Exercise prompt → Return the data below exactly, stopping after the line with "Target: thin stalk".

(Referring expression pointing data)
::::::

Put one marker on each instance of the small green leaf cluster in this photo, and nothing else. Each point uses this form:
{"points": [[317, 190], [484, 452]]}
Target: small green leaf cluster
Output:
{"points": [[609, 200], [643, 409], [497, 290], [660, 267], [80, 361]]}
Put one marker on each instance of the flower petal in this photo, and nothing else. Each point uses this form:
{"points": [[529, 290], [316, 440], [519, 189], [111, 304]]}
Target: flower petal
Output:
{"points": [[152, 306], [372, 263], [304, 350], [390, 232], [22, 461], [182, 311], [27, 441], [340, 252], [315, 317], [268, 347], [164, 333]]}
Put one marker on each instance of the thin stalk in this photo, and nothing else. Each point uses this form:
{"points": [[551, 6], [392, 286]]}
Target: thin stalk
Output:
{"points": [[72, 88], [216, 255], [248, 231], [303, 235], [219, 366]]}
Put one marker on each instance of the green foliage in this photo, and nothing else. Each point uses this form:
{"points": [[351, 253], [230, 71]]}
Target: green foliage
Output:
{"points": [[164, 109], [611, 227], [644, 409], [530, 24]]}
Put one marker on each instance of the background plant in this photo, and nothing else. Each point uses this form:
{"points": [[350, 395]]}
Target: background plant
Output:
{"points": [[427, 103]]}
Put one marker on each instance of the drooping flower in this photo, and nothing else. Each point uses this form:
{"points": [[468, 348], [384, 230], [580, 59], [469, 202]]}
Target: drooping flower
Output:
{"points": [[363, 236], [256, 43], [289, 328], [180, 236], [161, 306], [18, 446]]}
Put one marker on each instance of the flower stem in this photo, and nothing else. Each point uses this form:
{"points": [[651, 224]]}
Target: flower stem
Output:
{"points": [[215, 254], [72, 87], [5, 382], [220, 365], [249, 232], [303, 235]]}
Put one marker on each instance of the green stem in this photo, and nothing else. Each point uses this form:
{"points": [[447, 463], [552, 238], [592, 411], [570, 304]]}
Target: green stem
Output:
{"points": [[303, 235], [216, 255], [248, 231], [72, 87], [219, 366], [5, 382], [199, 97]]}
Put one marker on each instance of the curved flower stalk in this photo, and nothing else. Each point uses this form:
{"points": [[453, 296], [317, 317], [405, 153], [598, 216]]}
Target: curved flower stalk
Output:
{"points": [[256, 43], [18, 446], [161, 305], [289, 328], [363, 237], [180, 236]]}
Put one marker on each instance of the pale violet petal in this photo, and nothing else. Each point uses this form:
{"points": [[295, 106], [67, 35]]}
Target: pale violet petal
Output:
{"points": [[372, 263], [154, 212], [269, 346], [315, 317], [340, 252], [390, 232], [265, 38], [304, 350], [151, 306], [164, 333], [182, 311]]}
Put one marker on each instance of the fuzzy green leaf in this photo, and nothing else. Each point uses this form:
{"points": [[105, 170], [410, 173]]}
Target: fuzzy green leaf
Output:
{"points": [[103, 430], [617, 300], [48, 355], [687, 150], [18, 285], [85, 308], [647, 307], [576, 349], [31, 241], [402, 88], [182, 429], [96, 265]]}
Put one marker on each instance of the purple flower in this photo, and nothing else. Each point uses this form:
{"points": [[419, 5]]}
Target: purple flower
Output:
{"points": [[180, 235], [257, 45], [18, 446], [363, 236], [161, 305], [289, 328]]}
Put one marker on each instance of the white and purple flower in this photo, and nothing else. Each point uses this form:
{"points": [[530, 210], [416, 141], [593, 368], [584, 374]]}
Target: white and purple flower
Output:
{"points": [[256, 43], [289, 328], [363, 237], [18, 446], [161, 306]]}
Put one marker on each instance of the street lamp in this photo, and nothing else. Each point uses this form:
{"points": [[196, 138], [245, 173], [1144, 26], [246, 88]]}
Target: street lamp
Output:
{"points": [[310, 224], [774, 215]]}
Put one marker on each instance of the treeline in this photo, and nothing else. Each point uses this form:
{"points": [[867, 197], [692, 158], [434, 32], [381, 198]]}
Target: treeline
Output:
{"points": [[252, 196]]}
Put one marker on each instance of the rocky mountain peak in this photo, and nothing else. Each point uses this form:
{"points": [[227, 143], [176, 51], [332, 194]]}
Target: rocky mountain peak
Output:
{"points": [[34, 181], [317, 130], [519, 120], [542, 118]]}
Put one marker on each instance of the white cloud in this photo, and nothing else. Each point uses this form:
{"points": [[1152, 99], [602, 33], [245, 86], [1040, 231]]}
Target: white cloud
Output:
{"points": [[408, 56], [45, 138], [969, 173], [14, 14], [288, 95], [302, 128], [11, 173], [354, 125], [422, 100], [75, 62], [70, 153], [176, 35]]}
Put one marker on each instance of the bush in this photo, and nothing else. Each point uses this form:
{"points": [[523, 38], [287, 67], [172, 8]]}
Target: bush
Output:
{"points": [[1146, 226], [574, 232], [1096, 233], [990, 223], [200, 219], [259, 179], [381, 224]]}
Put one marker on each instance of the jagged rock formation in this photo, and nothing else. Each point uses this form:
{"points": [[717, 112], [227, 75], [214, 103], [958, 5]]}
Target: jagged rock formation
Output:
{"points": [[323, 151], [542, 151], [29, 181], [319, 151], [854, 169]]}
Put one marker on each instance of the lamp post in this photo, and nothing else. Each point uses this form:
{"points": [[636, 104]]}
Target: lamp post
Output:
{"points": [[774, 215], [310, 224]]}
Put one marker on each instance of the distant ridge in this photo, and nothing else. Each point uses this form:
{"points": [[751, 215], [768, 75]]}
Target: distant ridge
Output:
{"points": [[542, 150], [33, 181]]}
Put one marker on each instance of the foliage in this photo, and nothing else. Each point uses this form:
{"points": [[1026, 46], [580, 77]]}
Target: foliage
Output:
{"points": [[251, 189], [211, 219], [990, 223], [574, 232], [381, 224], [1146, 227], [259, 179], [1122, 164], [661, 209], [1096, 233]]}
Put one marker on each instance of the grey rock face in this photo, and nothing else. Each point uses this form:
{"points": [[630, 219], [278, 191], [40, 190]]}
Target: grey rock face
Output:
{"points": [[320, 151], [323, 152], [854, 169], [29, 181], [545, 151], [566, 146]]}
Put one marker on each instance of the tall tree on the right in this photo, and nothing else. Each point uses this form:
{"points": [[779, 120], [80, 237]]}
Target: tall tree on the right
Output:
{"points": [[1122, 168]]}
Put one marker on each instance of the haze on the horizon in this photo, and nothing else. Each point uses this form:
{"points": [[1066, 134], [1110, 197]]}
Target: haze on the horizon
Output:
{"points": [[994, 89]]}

::::::

Worked solution →
Put one marker on each instance of the small green leaf cluster in this photo, and nothing else. Each point uses this form:
{"points": [[317, 190], [484, 452]]}
Target: small green leaf cluster
Output:
{"points": [[609, 200], [643, 409], [497, 290], [660, 267], [80, 361]]}
Put one marker on each instance of the flower petal in this photo, and nothing else. Each point uses this form:
{"points": [[529, 290], [316, 440], [519, 189], [111, 304]]}
Target: flower petal
Output:
{"points": [[152, 306], [372, 263], [304, 350], [390, 232], [22, 461], [182, 311], [27, 441], [340, 252], [315, 317], [268, 347], [164, 333]]}
Put one marker on each instance of the thin stalk in this photo, and nothing else. Each point uses this form:
{"points": [[551, 6], [392, 286]]}
Target: thin stalk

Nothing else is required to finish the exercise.